Data records.

Start of Block

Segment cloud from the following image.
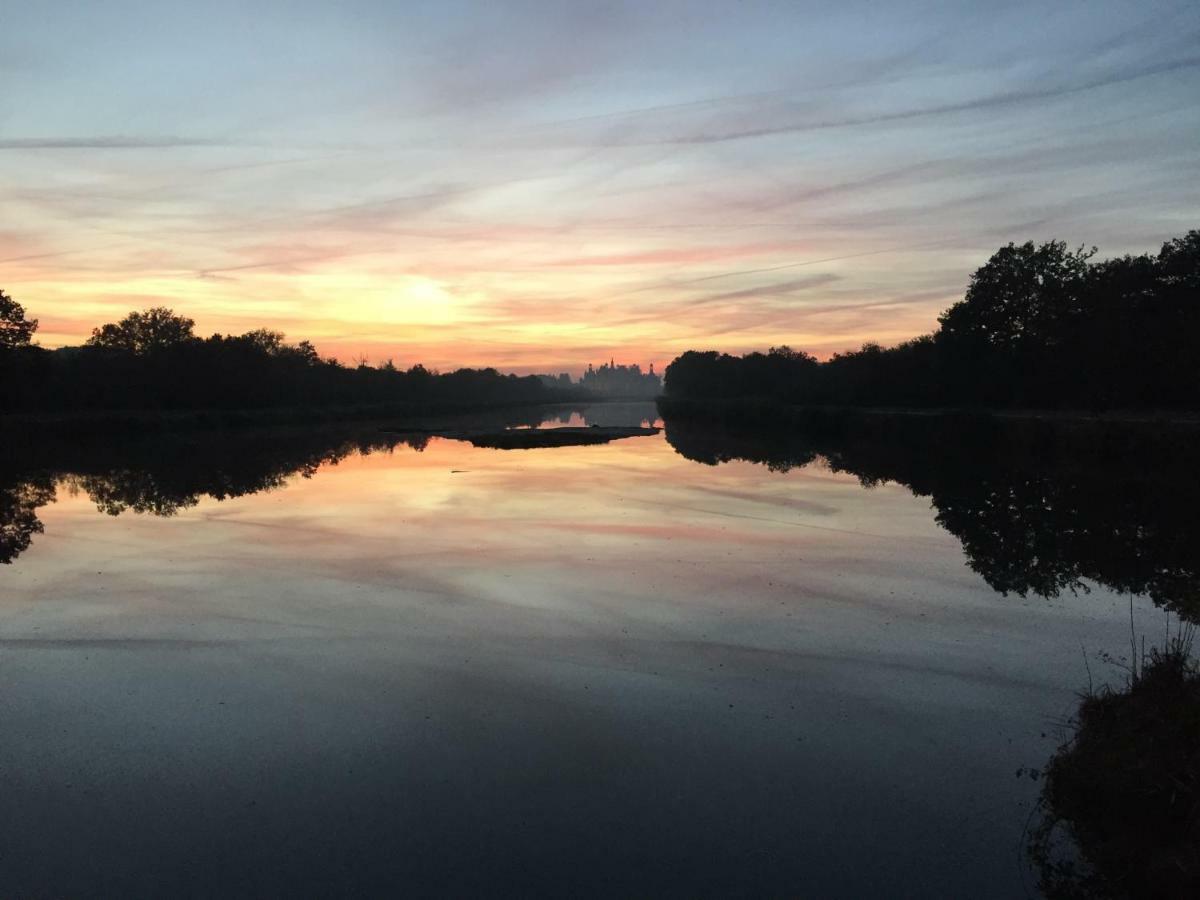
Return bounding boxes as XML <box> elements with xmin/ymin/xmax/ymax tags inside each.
<box><xmin>6</xmin><ymin>1</ymin><xmax>1197</xmax><ymax>370</ymax></box>
<box><xmin>539</xmin><ymin>241</ymin><xmax>808</xmax><ymax>269</ymax></box>
<box><xmin>0</xmin><ymin>135</ymin><xmax>237</xmax><ymax>150</ymax></box>
<box><xmin>622</xmin><ymin>55</ymin><xmax>1200</xmax><ymax>146</ymax></box>
<box><xmin>688</xmin><ymin>274</ymin><xmax>843</xmax><ymax>307</ymax></box>
<box><xmin>613</xmin><ymin>241</ymin><xmax>959</xmax><ymax>298</ymax></box>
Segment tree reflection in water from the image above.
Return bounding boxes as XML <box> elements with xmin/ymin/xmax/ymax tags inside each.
<box><xmin>5</xmin><ymin>408</ymin><xmax>1199</xmax><ymax>895</ymax></box>
<box><xmin>660</xmin><ymin>413</ymin><xmax>1200</xmax><ymax>621</ymax></box>
<box><xmin>5</xmin><ymin>410</ymin><xmax>1200</xmax><ymax>627</ymax></box>
<box><xmin>0</xmin><ymin>427</ymin><xmax>429</xmax><ymax>563</ymax></box>
<box><xmin>1</xmin><ymin>404</ymin><xmax>635</xmax><ymax>564</ymax></box>
<box><xmin>0</xmin><ymin>474</ymin><xmax>55</xmax><ymax>564</ymax></box>
<box><xmin>657</xmin><ymin>411</ymin><xmax>1200</xmax><ymax>895</ymax></box>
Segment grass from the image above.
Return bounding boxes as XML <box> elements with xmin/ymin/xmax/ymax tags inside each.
<box><xmin>1029</xmin><ymin>622</ymin><xmax>1200</xmax><ymax>899</ymax></box>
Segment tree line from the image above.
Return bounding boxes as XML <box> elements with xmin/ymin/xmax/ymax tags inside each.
<box><xmin>0</xmin><ymin>426</ymin><xmax>416</xmax><ymax>563</ymax></box>
<box><xmin>663</xmin><ymin>229</ymin><xmax>1200</xmax><ymax>409</ymax></box>
<box><xmin>0</xmin><ymin>402</ymin><xmax>599</xmax><ymax>565</ymax></box>
<box><xmin>0</xmin><ymin>301</ymin><xmax>578</xmax><ymax>414</ymax></box>
<box><xmin>659</xmin><ymin>408</ymin><xmax>1200</xmax><ymax>621</ymax></box>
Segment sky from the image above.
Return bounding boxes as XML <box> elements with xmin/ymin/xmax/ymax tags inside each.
<box><xmin>3</xmin><ymin>0</ymin><xmax>1198</xmax><ymax>374</ymax></box>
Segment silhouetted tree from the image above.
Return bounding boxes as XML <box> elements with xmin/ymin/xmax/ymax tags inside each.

End of Block

Problem details. Without the pictures, give back every record precisely as shown.

Solution below.
Segment cloud from the following image.
Return bounding boxes as XML <box> elements with xmin/ymin/xmax/ymax tags inside each.
<box><xmin>6</xmin><ymin>1</ymin><xmax>1197</xmax><ymax>370</ymax></box>
<box><xmin>539</xmin><ymin>241</ymin><xmax>808</xmax><ymax>269</ymax></box>
<box><xmin>0</xmin><ymin>135</ymin><xmax>237</xmax><ymax>150</ymax></box>
<box><xmin>622</xmin><ymin>55</ymin><xmax>1200</xmax><ymax>146</ymax></box>
<box><xmin>688</xmin><ymin>274</ymin><xmax>843</xmax><ymax>307</ymax></box>
<box><xmin>613</xmin><ymin>241</ymin><xmax>959</xmax><ymax>298</ymax></box>
Segment tree reflection in water from the image above.
Return bounding boxes as XML <box> elements with xmin/ymin/xmax/ymax tags inside each.
<box><xmin>5</xmin><ymin>408</ymin><xmax>1199</xmax><ymax>895</ymax></box>
<box><xmin>660</xmin><ymin>413</ymin><xmax>1200</xmax><ymax>621</ymax></box>
<box><xmin>5</xmin><ymin>410</ymin><xmax>1200</xmax><ymax>627</ymax></box>
<box><xmin>0</xmin><ymin>427</ymin><xmax>429</xmax><ymax>563</ymax></box>
<box><xmin>1</xmin><ymin>404</ymin><xmax>635</xmax><ymax>564</ymax></box>
<box><xmin>0</xmin><ymin>474</ymin><xmax>55</xmax><ymax>564</ymax></box>
<box><xmin>657</xmin><ymin>411</ymin><xmax>1200</xmax><ymax>895</ymax></box>
Segment grass from the image above.
Return bounding boxes as XML <box> elements with xmin/ymin/xmax/ymax tags inside each.
<box><xmin>1029</xmin><ymin>622</ymin><xmax>1200</xmax><ymax>899</ymax></box>
Segment tree line from the image above.
Return bounding boxes as XML <box> elements with xmin/ymin/xmax/ymax tags inside each.
<box><xmin>0</xmin><ymin>426</ymin><xmax>416</xmax><ymax>563</ymax></box>
<box><xmin>663</xmin><ymin>229</ymin><xmax>1200</xmax><ymax>409</ymax></box>
<box><xmin>0</xmin><ymin>402</ymin><xmax>599</xmax><ymax>565</ymax></box>
<box><xmin>0</xmin><ymin>301</ymin><xmax>578</xmax><ymax>414</ymax></box>
<box><xmin>659</xmin><ymin>408</ymin><xmax>1200</xmax><ymax>621</ymax></box>
Segment sky from the image above.
Return bounding boxes as XML <box> elements with xmin/ymin/xmax/ymax tags inside each.
<box><xmin>3</xmin><ymin>0</ymin><xmax>1198</xmax><ymax>374</ymax></box>
Segment silhouetted tree from the image above.
Return bounding boxes as XML <box> elements with xmin/ymin/xmax/ymax tags inside each.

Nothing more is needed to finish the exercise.